● Selected text
****
Procedural Considerations: Venue

Albright's reasoning "entirely untethered to the facts," says Fed. Cir. (08/03/21)

Private-interest factors for transfer motions:

  1. the relative ease of access to sources of proof*
  2. the availability of compulsory process to secure the attendance of witnesses*
  3. the cost of attendance for willing witnesses*
  4. all other practical problems that make trial of a case easy, expeditious and inexpensive.

Public-interest factors for transfer motions:

  1. The administrative difficulties flowing from court congestion*
  2. the local interest in having localized interests decided at home;
  3. the familiarity of the forum with the law that will govern the case; and
  4. the avoidance of unnecessary problems of conflict of laws or in the application of foreign law

* Factors relied upon by Albright's transfer denial.

In In re Hulu, the Federal Circuit, in response to a mandamus petition by Hulu to transfer its case to California, picked apart each factor of 5th circuit jurisprudence for venue transfer motions, and concluded that “the district court clearly abused its discretion in evaluating Hulu's transfer motion and denying transfer.”

The court found the following errors in Albright's analysis (citations omitted) (emphasis in bold added):

  • In denying Hulu's motion for transfer, the district court at least erred in its analysis for each factor that it found weighed against transfer.
    • First, the district court erred in finding that the availability of compulsory process to secure the attendance of witnesses weighed against transfer.
      • [The court] determined that this factor weighed against transfer by discounting Hulu's proposed prior art witnesses and by faulting Hulu for 'not show[ing] [that] any potential witness is unwilling to testify' other than one of the specifically identified prior art witnesses. This was error for several reasons.
        • [T]he district court erred by entirely overlooking Hulu's multiple CDN witnesses who Hulu alleged, without dispute, would have knowledge of Hulu's allegedly infringing systems and processes and were located in California.
        • [T]he district court erred by ignoring all of Hulu's proposed prior art witnesses for the reason that 'prior art witnesses are generally unlikely to testify at trial. . . . This categorical rejection of Hulu's witnesses is entirely untethered to the facts of this case and was therefore an abuse of discretion. [. . .] The district court abused its discretion in zeroing out the weight of these witnesses without any case-specific analysis.
        • Finally, the district court erred in discounting Hulu's proposed witnesses because 'Hulu has not shown any potential witnesses is unwilling to testify [in the Western District of Texas], other than Mr. Newton. . . .“
        • Overall, . . . the district court erred in finding the factor weighed against transfer, rather than being neutral. Nothing in the district court's analysis showed a comparative advantage of the Western District of Texas over the Central District of California. [. . .] But all else was not equal. . . .
    • We next turn to the district court's analysis of the willing witness factor. The district court . . . acknowledged that '[i]f a substantial number of witnesses reside in one venue and no witnesses reside in another, th[is] factor will weigh in favor of the venue where witnesses reside.' Even though that is precisely the case here, the district court still found this factor weighed against transfer for two reasons[:] 'First, the convenience of party witnesses is typically given little weight because the witnesses' employer could compel their testimony at trial.' Second, Hulu failed to 'identify specific third-party witnesses.' We conclude that the district court erred in its analysis.
****
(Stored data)

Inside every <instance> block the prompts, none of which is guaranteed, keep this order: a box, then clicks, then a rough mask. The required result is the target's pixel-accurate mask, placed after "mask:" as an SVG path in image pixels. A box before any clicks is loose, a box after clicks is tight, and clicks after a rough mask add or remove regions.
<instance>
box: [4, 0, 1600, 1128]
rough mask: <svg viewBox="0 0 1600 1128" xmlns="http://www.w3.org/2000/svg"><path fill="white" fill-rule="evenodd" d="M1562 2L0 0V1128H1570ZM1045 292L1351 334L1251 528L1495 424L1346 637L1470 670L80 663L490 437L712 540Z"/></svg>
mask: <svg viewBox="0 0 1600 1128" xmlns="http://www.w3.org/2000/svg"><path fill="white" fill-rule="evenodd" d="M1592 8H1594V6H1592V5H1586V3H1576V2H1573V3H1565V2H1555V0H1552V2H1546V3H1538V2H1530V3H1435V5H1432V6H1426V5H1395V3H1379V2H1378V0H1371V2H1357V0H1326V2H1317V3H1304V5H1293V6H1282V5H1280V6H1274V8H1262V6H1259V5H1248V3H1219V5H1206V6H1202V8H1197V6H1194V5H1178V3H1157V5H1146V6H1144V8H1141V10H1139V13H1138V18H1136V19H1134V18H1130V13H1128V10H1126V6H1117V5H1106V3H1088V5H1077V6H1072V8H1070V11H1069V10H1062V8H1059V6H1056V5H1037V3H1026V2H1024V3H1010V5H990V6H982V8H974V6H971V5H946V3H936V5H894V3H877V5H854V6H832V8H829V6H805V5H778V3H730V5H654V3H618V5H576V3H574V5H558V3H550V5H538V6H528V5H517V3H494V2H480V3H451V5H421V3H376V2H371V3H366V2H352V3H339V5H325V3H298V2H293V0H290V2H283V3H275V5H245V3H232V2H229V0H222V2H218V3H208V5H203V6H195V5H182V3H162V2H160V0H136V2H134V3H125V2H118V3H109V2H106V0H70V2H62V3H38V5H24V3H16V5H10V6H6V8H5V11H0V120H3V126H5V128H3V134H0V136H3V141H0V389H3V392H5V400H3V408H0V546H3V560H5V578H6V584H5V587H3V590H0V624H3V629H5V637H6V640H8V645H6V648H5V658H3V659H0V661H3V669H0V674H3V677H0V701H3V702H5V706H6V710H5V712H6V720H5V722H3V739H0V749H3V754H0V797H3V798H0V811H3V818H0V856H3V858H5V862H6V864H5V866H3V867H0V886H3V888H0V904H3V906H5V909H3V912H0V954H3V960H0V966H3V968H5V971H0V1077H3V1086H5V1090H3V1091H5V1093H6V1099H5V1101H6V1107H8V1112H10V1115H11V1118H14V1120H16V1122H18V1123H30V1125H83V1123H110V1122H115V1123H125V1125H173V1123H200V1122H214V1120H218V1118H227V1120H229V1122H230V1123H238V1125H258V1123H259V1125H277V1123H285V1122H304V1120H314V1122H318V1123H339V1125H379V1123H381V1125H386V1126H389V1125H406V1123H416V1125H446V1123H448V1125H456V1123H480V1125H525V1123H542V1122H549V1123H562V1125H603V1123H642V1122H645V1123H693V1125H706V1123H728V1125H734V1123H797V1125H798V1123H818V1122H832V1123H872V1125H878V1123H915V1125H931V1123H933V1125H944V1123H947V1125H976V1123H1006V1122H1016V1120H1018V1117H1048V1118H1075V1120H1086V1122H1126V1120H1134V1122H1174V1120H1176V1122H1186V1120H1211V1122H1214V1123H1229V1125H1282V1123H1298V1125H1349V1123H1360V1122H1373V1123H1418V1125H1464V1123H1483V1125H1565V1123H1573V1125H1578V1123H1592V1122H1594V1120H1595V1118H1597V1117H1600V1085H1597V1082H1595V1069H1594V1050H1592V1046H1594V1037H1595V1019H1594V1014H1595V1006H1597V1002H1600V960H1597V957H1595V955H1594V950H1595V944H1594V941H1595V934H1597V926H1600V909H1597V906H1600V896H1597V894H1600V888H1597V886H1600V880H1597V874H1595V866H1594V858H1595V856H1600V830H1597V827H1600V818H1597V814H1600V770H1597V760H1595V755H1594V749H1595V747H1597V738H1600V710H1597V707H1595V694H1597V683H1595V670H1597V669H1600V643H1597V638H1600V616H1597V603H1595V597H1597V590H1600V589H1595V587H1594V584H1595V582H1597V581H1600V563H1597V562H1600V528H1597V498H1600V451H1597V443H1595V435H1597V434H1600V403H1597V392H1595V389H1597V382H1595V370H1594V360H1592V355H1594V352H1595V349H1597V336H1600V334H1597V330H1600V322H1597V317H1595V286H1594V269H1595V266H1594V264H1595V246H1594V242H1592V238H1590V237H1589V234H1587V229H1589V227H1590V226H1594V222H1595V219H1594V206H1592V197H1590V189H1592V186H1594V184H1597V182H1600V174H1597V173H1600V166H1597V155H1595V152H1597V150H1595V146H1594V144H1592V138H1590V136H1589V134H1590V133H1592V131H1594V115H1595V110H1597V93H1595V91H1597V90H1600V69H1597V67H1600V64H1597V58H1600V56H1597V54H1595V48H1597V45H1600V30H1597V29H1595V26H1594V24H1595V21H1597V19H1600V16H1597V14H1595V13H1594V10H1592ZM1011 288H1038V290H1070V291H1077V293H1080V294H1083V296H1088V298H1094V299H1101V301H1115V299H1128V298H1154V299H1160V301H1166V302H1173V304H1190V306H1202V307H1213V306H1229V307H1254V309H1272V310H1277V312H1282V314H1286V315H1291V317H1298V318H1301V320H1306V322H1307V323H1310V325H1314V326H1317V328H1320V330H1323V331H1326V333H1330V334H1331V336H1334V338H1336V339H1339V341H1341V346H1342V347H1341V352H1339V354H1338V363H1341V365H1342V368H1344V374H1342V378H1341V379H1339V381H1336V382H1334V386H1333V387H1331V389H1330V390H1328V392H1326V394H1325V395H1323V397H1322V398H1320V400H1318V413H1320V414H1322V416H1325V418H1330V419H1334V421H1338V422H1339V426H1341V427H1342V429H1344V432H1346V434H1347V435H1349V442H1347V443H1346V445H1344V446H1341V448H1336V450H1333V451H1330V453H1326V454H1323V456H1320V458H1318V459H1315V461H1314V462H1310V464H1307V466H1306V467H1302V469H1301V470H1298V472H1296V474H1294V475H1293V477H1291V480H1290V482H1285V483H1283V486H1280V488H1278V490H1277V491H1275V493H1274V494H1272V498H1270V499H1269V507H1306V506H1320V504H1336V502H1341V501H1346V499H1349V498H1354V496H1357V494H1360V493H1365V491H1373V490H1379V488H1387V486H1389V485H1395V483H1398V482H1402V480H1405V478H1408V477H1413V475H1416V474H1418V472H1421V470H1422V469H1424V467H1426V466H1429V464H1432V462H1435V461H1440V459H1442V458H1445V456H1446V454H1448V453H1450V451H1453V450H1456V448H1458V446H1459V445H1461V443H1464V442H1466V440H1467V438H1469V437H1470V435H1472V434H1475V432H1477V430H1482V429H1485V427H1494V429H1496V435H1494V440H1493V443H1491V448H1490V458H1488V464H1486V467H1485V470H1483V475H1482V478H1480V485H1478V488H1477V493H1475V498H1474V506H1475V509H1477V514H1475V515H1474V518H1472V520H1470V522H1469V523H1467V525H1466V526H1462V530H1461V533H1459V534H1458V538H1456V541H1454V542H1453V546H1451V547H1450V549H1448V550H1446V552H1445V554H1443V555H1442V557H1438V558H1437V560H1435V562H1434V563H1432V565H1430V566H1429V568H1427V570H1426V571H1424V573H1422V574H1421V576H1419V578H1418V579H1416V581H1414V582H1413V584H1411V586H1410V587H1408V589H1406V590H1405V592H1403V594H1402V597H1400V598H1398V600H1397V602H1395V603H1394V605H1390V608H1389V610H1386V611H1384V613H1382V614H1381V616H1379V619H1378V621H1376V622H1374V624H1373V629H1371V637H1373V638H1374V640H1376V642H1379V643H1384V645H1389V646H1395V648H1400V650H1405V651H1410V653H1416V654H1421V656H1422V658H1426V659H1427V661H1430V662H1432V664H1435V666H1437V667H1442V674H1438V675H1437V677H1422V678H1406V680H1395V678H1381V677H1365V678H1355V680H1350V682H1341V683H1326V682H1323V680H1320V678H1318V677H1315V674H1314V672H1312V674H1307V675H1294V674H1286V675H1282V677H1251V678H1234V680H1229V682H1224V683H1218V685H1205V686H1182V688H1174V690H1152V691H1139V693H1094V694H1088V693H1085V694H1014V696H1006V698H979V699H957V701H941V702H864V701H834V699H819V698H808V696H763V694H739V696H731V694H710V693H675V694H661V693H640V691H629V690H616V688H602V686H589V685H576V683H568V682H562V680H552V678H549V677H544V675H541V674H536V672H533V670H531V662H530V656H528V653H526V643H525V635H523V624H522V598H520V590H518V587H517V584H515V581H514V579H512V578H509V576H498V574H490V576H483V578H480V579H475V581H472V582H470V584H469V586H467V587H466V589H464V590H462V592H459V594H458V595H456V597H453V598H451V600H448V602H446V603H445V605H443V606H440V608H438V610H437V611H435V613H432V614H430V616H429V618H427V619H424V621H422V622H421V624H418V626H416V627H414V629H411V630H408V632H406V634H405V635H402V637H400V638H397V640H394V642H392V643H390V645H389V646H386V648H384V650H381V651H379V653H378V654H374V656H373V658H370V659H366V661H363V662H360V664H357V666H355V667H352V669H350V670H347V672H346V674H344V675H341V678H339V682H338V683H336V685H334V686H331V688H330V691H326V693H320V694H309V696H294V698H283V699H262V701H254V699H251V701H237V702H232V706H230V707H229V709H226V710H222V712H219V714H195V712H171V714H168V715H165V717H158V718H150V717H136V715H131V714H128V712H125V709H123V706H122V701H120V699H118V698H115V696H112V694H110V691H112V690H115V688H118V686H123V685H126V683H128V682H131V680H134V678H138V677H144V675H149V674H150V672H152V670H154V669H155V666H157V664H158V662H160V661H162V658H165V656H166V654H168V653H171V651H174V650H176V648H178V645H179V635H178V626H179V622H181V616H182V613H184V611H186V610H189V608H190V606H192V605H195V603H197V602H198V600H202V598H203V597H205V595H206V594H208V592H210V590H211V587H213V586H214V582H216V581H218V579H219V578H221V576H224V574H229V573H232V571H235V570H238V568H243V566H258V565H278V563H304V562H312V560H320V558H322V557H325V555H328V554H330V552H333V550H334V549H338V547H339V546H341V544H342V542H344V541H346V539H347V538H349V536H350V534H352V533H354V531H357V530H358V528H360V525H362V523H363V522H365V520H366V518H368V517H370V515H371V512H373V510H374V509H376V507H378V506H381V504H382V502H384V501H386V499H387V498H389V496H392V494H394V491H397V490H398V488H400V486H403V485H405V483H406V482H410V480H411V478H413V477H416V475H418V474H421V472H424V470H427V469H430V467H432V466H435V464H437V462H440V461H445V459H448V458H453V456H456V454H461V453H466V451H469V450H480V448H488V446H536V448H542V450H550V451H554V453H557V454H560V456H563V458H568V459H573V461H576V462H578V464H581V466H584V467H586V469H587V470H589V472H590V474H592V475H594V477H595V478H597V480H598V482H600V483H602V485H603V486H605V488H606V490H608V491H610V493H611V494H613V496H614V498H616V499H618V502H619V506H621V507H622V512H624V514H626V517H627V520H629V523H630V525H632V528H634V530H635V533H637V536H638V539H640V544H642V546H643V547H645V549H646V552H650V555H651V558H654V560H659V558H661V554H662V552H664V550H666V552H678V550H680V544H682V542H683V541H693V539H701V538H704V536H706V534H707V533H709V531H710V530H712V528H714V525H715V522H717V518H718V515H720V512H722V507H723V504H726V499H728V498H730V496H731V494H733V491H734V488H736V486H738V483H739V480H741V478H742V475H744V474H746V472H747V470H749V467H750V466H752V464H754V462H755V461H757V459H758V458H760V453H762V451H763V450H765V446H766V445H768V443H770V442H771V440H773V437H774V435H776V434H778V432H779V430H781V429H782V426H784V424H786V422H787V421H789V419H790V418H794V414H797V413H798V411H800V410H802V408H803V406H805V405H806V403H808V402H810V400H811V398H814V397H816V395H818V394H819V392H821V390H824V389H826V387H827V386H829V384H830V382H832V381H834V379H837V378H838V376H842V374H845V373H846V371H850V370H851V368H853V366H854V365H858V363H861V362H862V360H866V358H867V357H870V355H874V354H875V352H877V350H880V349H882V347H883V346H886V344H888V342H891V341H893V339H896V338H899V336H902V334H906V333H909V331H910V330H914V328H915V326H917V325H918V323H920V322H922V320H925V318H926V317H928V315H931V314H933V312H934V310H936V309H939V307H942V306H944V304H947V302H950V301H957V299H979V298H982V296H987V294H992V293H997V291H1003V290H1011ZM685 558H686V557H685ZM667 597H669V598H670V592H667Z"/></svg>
****
● Work request 1
Copy the In re Hulu passage word for word, starting with "1. The administrative" and going on through "Albright's transfer denial.".
● Work request 2
In the In re Hulu passage, what did the Federal Circuit conclude about how the district court handled Hulu's transfer motion?

● Written solution 1
1. The administrative difficulties flowing from court congestion*
  2. the local interest in having localized interests decided at home;
  3. the familiarity of the forum with the law that will govern the case; and
  4. the avoidance of unnecessary problems of conflict of laws or in the application of foreign law

* Factors relied upon by Albright's transfer denial.

● Written solution 2
It concluded that the district court clearly abused its discretion in evaluating Hulu's transfer motion and denying transfer.